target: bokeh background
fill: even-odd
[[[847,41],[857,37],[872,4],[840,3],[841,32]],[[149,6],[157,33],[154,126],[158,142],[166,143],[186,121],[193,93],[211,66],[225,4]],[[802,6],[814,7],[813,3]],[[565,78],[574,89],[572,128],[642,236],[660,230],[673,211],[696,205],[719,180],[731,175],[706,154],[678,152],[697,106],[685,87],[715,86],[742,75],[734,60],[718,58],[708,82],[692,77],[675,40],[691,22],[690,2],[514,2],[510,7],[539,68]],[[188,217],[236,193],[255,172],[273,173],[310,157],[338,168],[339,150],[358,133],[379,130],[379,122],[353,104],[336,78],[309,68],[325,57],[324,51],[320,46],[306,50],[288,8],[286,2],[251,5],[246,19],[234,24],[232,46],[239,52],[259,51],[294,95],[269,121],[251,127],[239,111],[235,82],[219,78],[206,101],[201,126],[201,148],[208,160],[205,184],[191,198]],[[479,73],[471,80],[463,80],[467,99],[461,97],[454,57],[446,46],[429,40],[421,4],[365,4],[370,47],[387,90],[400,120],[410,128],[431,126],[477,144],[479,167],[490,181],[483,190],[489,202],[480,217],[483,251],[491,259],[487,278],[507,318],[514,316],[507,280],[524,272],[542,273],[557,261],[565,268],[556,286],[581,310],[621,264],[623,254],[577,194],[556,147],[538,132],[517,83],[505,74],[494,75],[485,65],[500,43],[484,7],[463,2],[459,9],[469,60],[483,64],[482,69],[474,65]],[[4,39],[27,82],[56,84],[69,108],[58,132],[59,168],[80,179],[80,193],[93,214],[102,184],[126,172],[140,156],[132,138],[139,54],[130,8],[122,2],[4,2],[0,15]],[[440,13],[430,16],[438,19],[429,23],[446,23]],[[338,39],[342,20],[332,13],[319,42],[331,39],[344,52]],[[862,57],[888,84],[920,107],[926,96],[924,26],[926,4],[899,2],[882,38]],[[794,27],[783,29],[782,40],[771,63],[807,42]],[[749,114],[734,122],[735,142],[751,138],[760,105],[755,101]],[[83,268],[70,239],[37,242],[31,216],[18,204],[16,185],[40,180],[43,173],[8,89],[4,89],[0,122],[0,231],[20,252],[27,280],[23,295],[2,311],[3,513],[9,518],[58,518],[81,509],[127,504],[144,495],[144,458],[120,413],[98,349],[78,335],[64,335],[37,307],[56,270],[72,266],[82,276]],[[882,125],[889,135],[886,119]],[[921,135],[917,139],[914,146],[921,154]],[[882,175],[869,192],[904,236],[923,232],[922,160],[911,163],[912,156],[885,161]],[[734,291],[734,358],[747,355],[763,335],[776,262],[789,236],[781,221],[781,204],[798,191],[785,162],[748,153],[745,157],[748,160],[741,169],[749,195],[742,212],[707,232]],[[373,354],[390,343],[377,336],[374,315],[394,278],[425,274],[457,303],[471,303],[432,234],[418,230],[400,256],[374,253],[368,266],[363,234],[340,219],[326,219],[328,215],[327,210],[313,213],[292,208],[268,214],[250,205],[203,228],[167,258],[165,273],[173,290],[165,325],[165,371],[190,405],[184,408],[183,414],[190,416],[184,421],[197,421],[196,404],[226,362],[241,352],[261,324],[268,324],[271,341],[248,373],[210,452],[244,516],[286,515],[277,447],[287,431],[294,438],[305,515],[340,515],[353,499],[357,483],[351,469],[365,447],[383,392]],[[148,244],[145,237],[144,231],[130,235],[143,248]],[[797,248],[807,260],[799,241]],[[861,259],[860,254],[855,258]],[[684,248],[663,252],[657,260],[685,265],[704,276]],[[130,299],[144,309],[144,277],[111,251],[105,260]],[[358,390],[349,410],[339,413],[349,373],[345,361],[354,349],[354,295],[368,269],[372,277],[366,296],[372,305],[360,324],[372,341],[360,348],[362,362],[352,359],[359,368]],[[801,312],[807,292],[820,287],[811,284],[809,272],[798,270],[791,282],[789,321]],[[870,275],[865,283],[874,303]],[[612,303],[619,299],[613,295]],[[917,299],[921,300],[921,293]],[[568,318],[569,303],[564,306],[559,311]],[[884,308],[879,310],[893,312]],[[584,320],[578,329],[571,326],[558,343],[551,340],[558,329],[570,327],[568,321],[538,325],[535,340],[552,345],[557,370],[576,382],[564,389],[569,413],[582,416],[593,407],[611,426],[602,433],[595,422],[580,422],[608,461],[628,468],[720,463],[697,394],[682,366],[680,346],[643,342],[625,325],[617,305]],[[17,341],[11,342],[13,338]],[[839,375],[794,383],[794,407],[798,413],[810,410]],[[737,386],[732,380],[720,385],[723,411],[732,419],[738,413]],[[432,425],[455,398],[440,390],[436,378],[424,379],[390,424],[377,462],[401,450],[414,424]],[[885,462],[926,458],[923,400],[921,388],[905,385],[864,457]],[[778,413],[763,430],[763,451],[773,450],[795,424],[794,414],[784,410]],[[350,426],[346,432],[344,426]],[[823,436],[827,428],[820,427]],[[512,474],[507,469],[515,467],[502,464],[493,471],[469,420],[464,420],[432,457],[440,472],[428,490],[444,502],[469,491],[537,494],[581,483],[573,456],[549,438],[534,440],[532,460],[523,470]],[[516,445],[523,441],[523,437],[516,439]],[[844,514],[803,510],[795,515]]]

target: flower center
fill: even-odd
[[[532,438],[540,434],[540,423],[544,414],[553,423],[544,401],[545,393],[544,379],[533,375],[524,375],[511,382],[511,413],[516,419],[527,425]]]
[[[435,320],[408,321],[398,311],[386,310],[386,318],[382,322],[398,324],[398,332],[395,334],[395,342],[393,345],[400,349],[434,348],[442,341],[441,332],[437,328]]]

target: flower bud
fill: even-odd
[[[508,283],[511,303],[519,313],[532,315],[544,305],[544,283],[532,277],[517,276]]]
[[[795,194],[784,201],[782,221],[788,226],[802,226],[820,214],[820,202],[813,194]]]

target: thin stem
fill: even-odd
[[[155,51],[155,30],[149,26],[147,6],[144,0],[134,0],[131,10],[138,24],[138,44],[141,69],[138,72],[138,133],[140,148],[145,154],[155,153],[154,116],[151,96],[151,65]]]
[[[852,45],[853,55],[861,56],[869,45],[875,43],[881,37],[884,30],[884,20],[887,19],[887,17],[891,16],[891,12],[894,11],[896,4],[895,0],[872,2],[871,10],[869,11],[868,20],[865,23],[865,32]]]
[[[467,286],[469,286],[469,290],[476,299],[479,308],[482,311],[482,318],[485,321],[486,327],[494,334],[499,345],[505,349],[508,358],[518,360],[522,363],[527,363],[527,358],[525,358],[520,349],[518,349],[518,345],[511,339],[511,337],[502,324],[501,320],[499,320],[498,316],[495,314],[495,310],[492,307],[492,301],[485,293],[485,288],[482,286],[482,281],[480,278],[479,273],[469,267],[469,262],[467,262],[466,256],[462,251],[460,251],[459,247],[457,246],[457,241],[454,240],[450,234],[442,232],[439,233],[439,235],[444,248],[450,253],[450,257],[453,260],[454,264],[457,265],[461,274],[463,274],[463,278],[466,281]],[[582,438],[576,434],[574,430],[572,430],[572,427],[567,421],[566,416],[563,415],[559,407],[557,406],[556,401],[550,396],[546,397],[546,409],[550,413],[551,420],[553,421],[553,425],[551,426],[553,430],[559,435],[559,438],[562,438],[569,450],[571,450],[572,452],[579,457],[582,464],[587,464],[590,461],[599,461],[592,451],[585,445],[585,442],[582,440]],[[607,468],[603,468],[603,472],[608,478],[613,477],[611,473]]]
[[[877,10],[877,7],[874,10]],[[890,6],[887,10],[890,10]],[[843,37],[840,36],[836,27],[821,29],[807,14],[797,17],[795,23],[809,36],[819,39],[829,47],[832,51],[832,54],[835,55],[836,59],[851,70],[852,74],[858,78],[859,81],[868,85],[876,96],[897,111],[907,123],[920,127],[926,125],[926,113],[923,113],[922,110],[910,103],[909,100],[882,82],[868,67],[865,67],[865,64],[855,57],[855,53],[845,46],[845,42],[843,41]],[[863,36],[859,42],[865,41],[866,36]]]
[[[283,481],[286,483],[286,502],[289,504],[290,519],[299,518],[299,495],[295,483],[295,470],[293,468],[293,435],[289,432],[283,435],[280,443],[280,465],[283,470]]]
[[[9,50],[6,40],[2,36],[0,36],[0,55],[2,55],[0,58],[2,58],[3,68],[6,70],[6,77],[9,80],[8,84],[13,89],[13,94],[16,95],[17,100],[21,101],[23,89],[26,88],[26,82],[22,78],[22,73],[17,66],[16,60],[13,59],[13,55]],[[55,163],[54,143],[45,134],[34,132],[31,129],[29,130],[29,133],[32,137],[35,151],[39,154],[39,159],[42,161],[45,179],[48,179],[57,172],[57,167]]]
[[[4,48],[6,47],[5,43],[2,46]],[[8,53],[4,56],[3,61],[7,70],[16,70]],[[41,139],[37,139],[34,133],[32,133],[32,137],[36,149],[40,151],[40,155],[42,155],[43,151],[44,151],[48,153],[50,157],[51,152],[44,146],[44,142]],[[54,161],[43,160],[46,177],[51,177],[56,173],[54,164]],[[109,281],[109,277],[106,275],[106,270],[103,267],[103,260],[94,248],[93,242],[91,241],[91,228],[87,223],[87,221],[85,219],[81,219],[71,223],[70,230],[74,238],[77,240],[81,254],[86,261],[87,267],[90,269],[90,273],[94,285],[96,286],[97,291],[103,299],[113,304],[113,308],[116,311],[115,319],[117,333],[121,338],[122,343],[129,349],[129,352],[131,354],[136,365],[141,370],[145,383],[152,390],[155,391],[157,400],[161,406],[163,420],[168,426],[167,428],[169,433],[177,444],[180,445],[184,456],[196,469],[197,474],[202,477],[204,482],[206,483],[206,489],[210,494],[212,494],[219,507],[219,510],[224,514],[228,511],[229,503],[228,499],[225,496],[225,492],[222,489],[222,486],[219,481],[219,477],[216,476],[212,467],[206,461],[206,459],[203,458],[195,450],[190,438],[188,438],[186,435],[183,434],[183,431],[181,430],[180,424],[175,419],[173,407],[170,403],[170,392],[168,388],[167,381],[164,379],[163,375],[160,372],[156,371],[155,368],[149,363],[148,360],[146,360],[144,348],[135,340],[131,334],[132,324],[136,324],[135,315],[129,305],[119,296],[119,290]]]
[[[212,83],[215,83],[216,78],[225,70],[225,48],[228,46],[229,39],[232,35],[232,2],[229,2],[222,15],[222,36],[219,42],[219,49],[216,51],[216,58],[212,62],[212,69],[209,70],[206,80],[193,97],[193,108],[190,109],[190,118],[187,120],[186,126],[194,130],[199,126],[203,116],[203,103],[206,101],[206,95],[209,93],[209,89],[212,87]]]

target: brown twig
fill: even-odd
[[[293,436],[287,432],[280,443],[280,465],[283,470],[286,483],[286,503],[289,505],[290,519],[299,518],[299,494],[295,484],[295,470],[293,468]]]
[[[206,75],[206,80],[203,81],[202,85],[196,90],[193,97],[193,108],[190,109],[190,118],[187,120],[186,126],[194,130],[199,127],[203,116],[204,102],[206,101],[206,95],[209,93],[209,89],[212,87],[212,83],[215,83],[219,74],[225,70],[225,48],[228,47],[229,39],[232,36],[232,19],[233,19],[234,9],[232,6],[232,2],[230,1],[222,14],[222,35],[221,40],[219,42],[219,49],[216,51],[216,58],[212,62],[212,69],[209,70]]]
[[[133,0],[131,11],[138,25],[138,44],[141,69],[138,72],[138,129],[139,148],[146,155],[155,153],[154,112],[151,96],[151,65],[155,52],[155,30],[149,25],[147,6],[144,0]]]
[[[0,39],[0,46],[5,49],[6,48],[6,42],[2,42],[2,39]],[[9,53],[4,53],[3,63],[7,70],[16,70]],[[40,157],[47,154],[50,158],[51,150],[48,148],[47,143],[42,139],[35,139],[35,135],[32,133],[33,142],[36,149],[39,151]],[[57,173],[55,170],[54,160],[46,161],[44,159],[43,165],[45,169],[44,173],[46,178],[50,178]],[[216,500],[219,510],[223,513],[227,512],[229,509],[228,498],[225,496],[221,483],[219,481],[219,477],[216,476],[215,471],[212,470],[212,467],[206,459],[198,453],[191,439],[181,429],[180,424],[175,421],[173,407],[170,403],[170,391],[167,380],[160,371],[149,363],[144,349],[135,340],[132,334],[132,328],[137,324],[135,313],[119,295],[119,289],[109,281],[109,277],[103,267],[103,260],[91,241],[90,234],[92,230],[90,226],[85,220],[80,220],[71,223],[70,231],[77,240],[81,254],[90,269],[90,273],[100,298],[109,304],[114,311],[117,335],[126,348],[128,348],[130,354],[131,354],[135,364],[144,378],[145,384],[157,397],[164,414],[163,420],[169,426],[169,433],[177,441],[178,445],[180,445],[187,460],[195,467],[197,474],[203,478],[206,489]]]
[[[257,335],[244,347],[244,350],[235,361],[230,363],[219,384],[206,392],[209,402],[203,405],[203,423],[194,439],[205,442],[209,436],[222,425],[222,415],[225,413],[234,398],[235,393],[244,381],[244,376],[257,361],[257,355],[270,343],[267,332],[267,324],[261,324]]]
•••••
◆ **Задача**: Подсчитайте, в скольких строках записей встречается слово "flower", и укажите только это число.

◆ **Результат задачи**: 2